### Request:
Quote the listing below in its entirety, omitting every image.

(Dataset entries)

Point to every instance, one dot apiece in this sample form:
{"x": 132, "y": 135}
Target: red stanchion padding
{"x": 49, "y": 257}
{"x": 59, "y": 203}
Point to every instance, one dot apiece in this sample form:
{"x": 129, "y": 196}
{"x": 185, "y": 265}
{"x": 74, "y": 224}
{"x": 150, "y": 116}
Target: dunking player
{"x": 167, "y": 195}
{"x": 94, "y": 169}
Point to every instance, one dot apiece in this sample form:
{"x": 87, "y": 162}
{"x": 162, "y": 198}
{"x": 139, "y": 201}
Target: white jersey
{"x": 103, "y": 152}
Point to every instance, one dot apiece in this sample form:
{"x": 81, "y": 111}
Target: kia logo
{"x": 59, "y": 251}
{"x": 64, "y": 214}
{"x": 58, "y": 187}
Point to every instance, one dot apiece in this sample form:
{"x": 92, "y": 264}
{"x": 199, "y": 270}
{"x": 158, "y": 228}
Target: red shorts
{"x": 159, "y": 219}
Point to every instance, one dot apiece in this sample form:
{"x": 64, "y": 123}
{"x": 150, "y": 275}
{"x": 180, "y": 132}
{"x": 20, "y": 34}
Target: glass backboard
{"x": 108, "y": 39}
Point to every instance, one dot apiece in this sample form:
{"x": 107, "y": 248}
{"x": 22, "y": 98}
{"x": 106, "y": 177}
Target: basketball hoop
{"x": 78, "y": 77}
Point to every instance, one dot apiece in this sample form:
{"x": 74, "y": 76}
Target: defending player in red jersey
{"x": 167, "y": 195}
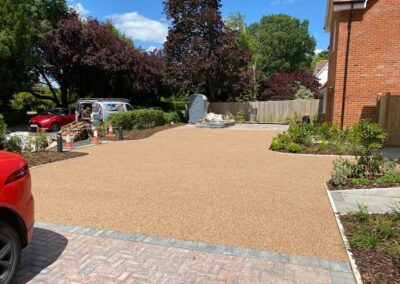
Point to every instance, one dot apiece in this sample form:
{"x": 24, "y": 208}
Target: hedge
{"x": 138, "y": 119}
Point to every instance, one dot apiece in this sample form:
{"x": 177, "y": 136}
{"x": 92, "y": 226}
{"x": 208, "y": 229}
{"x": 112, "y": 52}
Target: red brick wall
{"x": 374, "y": 61}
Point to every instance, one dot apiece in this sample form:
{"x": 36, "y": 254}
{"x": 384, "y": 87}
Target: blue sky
{"x": 145, "y": 23}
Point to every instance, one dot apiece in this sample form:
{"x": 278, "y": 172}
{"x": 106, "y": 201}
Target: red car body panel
{"x": 16, "y": 195}
{"x": 45, "y": 121}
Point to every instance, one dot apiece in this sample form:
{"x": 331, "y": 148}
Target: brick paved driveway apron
{"x": 68, "y": 254}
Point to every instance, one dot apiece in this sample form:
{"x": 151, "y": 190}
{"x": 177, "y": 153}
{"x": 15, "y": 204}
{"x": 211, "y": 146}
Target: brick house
{"x": 364, "y": 58}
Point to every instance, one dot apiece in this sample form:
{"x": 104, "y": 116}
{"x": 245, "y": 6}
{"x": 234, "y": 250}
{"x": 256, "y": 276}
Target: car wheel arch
{"x": 13, "y": 219}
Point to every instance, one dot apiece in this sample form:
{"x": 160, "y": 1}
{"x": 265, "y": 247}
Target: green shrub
{"x": 342, "y": 171}
{"x": 385, "y": 229}
{"x": 364, "y": 239}
{"x": 38, "y": 142}
{"x": 304, "y": 94}
{"x": 13, "y": 144}
{"x": 3, "y": 130}
{"x": 294, "y": 148}
{"x": 138, "y": 119}
{"x": 171, "y": 116}
{"x": 368, "y": 134}
{"x": 240, "y": 117}
{"x": 360, "y": 181}
{"x": 362, "y": 213}
{"x": 389, "y": 178}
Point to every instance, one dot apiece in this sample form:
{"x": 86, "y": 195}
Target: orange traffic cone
{"x": 95, "y": 138}
{"x": 68, "y": 142}
{"x": 110, "y": 131}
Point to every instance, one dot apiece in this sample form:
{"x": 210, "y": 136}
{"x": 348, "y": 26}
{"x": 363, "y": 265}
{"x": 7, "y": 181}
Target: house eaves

### Answer to this exercise:
Point to every instance, one dot apiece in this sample form:
{"x": 132, "y": 135}
Target: red stanchion padding
{"x": 49, "y": 257}
{"x": 59, "y": 203}
Point to every instance, one dot apiece in this sample form:
{"x": 129, "y": 196}
{"x": 185, "y": 265}
{"x": 74, "y": 224}
{"x": 150, "y": 116}
Target: dunking player
{"x": 167, "y": 195}
{"x": 94, "y": 169}
Point to every instance, one dot apiece in this sample form:
{"x": 87, "y": 162}
{"x": 162, "y": 198}
{"x": 139, "y": 201}
Target: white jersey
{"x": 103, "y": 152}
Point to every instance, one dot apiece in this sample form:
{"x": 81, "y": 111}
Target: kia logo
{"x": 59, "y": 251}
{"x": 64, "y": 214}
{"x": 58, "y": 187}
Point to every instance, one dot apiece in this sample form:
{"x": 92, "y": 264}
{"x": 199, "y": 270}
{"x": 158, "y": 228}
Target: red shorts
{"x": 159, "y": 219}
Point to every instance, one dot apiece in this sample form:
{"x": 64, "y": 123}
{"x": 150, "y": 275}
{"x": 180, "y": 132}
{"x": 20, "y": 34}
Target: glass backboard
{"x": 108, "y": 39}
Point to every instance, one dot apiece in this sample form:
{"x": 107, "y": 248}
{"x": 22, "y": 98}
{"x": 106, "y": 177}
Target: basketball hoop
{"x": 78, "y": 77}
Point to every instance, one dot apiece in this sample form:
{"x": 74, "y": 76}
Target: defending player in red jersey
{"x": 167, "y": 195}
Point to every instance, one dot apiece in this sample form:
{"x": 24, "y": 208}
Target: hedge
{"x": 138, "y": 119}
Point to every instance, one dot apiece in this sample form:
{"x": 177, "y": 136}
{"x": 92, "y": 226}
{"x": 208, "y": 229}
{"x": 112, "y": 52}
Target: red brick wall
{"x": 374, "y": 61}
Point to every instance, one dot apiece in this sample form:
{"x": 36, "y": 254}
{"x": 384, "y": 87}
Target: blue sky
{"x": 145, "y": 23}
Point to every instance, one dot apiece in this sample form:
{"x": 278, "y": 172}
{"x": 106, "y": 201}
Target: red car body panel
{"x": 16, "y": 195}
{"x": 45, "y": 121}
Point to every instance, one dot apiece in this sample form:
{"x": 331, "y": 148}
Target: brick paved driveway apron
{"x": 68, "y": 254}
Point to every instance, one dot apiece in this sample form:
{"x": 151, "y": 190}
{"x": 177, "y": 153}
{"x": 15, "y": 204}
{"x": 211, "y": 146}
Target: brick house
{"x": 364, "y": 58}
Point to every instance, one dot apiece in this sample form:
{"x": 104, "y": 116}
{"x": 245, "y": 6}
{"x": 234, "y": 250}
{"x": 256, "y": 276}
Target: car wheel arch
{"x": 13, "y": 219}
Point to every instance, one dot apiece in this sample form:
{"x": 160, "y": 1}
{"x": 265, "y": 247}
Target: green shrub
{"x": 342, "y": 171}
{"x": 385, "y": 229}
{"x": 364, "y": 239}
{"x": 38, "y": 142}
{"x": 304, "y": 94}
{"x": 13, "y": 144}
{"x": 3, "y": 130}
{"x": 294, "y": 148}
{"x": 138, "y": 119}
{"x": 171, "y": 116}
{"x": 368, "y": 134}
{"x": 240, "y": 117}
{"x": 360, "y": 181}
{"x": 362, "y": 213}
{"x": 389, "y": 178}
Point to every instance, one dot apiece in this sample form:
{"x": 86, "y": 195}
Target: orange traffic cone
{"x": 95, "y": 138}
{"x": 68, "y": 142}
{"x": 110, "y": 131}
Point to every instance, one dot apiece in this sample form:
{"x": 210, "y": 136}
{"x": 348, "y": 26}
{"x": 363, "y": 265}
{"x": 7, "y": 181}
Target: house eaves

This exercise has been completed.